(Referring expression data)
================================

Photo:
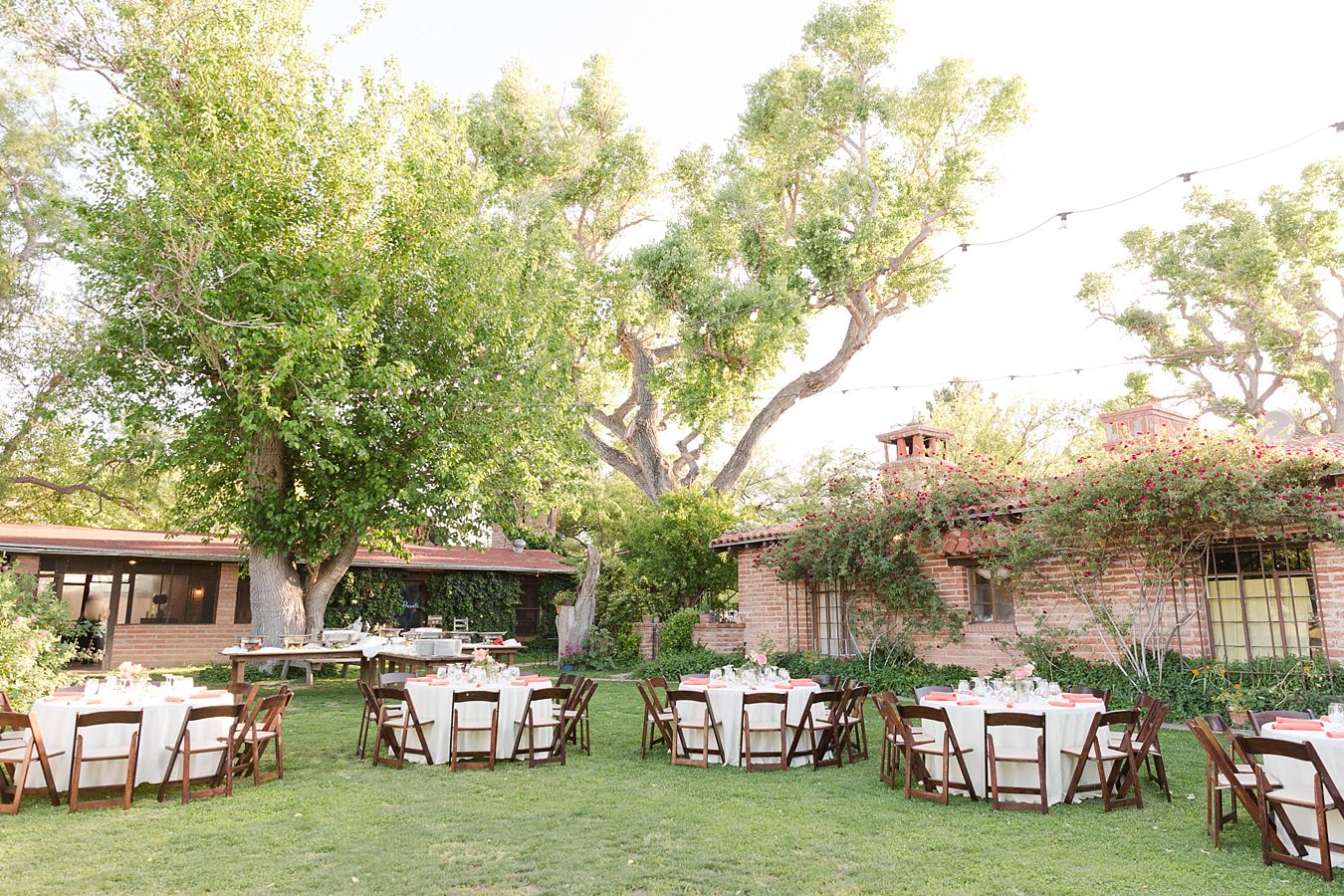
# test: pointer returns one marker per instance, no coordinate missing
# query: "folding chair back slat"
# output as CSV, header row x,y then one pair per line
x,y
475,758
709,727
1274,800
83,755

================================

**BRIEF:** The answer must be the lines from the one containing "# test: pointer" through the last line of the records, copied exactly, with nothing else.

**RESPONSE:**
# test: pointer returns one marker per instance, no coordinate missing
# query: "folding chair back slat"
# output as CSV, header row x,y then one pair per line
x,y
475,758
709,727
1274,800
83,755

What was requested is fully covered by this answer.